[Information provided]
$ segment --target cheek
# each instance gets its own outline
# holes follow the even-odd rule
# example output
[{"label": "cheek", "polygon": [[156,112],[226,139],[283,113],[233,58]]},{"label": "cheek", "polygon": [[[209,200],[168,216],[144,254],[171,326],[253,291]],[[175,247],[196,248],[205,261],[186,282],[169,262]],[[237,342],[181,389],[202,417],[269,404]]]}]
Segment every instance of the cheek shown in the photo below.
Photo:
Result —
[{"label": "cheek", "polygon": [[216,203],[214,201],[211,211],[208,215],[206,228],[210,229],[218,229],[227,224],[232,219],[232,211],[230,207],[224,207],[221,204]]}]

==

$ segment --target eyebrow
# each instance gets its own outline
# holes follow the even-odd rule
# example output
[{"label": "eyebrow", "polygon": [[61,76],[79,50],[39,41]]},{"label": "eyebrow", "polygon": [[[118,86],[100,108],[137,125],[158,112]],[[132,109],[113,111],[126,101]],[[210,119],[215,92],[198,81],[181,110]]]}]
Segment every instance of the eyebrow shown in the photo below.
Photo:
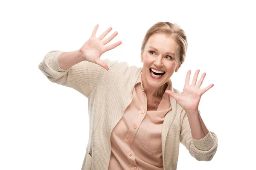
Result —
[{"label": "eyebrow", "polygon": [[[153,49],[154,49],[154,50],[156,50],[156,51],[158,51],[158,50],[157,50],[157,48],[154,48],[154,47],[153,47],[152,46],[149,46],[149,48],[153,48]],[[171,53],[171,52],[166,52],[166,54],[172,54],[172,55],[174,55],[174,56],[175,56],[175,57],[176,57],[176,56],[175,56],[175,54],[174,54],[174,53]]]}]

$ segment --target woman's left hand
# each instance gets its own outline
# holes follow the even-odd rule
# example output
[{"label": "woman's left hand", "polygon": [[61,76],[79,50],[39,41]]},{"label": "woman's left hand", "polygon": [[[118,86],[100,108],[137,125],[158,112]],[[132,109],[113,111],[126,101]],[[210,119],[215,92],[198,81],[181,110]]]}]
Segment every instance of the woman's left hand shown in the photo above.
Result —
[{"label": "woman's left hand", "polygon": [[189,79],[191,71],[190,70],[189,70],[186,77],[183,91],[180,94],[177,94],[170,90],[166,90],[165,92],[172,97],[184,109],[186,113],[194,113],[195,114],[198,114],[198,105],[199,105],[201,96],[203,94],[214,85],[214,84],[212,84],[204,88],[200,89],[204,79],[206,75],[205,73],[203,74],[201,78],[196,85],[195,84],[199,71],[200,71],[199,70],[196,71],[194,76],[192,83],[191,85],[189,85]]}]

[What to do]
Report each line from the items above that contains the word "shown", copying every such line in full.

[Result of the exercise]
Segment every instance of the cheek shown in the photo below.
Segment every instance of the eyebrow shown in the photo below.
Segment every instance of the woman's left hand shown in the photo above.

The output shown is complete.